Requirements -> Find every line in the entries below that contains the word "target" and copy each of those lines verbatim.

Data to use ->

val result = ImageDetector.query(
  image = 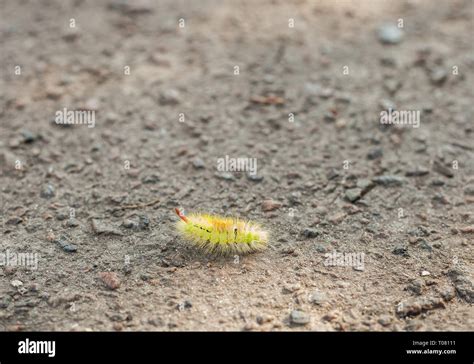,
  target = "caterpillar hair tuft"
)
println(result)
[175,208,268,255]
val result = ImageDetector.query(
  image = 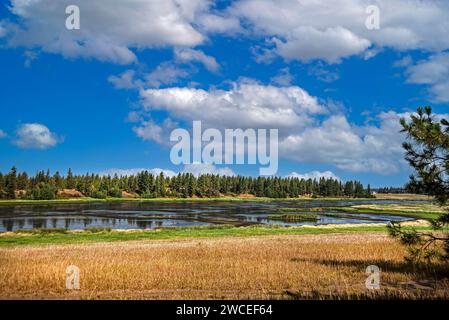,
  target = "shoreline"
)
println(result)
[0,220,430,247]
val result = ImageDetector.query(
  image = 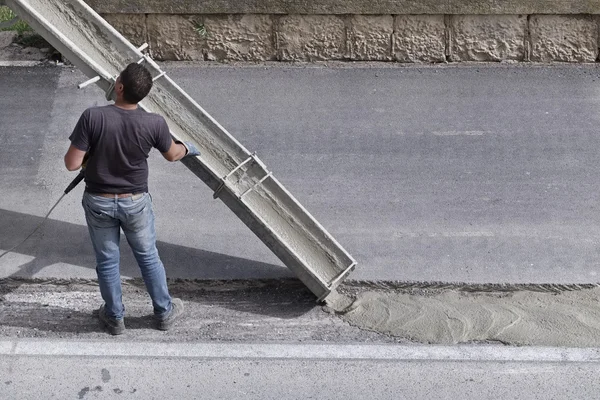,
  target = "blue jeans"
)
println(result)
[82,192,172,319]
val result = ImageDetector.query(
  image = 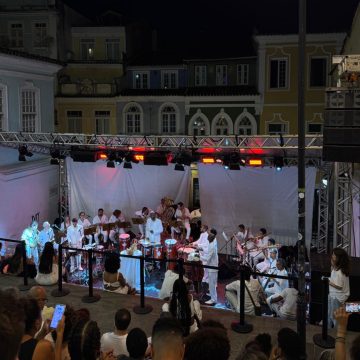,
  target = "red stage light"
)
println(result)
[249,159,263,166]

Task result ->
  target = "caterpillar hair tuft"
  target = "shoreline"
  target = "blue jeans"
  target = "red stage light"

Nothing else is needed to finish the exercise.